He spoke of how the devil, in the form of the serpent in the Garden, for instance, distracts us from God’s work by casting doubt. Eve stopped her work to stand in front of the temptation of the forbidden tree, listened to the serpent, and doubted what God had told Adam—that the fruit of the forbidden tree would bring death. She and Adam ate of the tree, suffering defeat as their eyes were opened to their natures, realizing disconnection from God Who found them trying to hide from Him and from each other as Adam blamed Eve for his response to temptation and she the serpent, and, finally, fully knowing distance from Him and all others.
My family member walked those same steps and made decisions to give in to distractions, to doubt what he had been taught regarding the necessity for focusing on the job God had provided him and staying connected to his wife and our family and their Christian values, to doubt God’s plan for his life. He sought division or isolation when he was thinking of giving into temptation, and he was soon defeated by sinful thoughts and, finally, distanced from all he held dear. God has welcomed him back into His fold as he has sought forgiveness, but the loss has been great and, in many ways, permanent.

EXERCISE DETAILS:
Decide whether each statement agrees with the passage on temptation and doubt. Answer yes or no for each, and quote the words from the passage that settle it.
1. Adam blamed Eve for his response to temptation.
2. The family member has not been welcomed back by God.
3. Eve doubted what God had told Adam about the forbidden tree.

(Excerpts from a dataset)
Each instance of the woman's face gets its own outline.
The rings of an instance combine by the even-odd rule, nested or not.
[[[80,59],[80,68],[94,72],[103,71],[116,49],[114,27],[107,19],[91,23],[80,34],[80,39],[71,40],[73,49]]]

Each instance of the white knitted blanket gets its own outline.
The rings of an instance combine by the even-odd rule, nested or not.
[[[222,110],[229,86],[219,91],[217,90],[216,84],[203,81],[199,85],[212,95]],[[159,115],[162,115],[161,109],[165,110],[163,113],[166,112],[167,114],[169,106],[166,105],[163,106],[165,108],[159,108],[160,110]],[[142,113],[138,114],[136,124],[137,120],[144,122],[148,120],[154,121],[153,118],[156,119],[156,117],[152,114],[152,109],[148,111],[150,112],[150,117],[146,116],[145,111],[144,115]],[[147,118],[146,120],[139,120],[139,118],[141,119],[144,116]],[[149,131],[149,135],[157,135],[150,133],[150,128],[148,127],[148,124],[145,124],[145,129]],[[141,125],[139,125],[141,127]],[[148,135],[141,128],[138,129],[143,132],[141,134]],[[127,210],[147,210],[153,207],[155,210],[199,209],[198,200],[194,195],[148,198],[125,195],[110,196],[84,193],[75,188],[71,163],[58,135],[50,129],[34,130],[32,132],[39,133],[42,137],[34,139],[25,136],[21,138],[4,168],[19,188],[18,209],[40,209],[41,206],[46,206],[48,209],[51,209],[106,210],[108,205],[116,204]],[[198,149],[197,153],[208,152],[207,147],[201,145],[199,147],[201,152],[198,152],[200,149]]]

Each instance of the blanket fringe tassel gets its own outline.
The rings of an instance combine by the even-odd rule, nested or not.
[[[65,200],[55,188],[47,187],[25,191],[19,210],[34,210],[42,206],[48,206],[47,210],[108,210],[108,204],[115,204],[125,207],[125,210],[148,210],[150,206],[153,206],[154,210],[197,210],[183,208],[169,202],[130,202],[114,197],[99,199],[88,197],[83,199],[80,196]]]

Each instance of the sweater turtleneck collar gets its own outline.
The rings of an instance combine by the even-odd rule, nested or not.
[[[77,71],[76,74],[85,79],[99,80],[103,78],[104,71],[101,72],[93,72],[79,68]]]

TASK ANSWER:
1. Yes: "Adam blamed Eve for his response to temptation"
2. No: "God has welcomed him back into His fold as he has sought forgiveness"
3. Yes: "doubted what God had told Adam—that the fruit of the forbidden tree would bring death"